→ What to do: Render the listing below as a JSON list of strings, with one string per line and blank lines omitted.
+++
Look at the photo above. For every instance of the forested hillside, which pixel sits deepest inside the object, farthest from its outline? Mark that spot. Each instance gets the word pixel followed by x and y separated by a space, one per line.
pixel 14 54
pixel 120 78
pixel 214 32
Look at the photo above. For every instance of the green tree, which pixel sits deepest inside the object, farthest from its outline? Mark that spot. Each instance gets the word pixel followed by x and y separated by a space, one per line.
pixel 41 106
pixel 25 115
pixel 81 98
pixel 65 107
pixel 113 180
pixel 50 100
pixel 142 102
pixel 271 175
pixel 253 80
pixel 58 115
+++
→ The response:
[
  "Look at the photo above. For every instance of the forested hillside, which pixel sits deepest inside the object, farthest from its outline? Mark that spot. Each instance gets the word pixel followed by x and y separated by a space, one per line.",
  "pixel 14 54",
  "pixel 120 78",
  "pixel 214 32",
  "Look at the photo above. For every instance of the green tree, which pixel sits deepest inside the object, farthest from its outline? Mark that spot. Each instance gets the word pixel followed by x and y separated by a space, one per line.",
  "pixel 41 106",
  "pixel 25 115",
  "pixel 81 98",
  "pixel 65 107",
  "pixel 113 180",
  "pixel 50 100",
  "pixel 142 102",
  "pixel 271 175",
  "pixel 253 80",
  "pixel 58 115"
]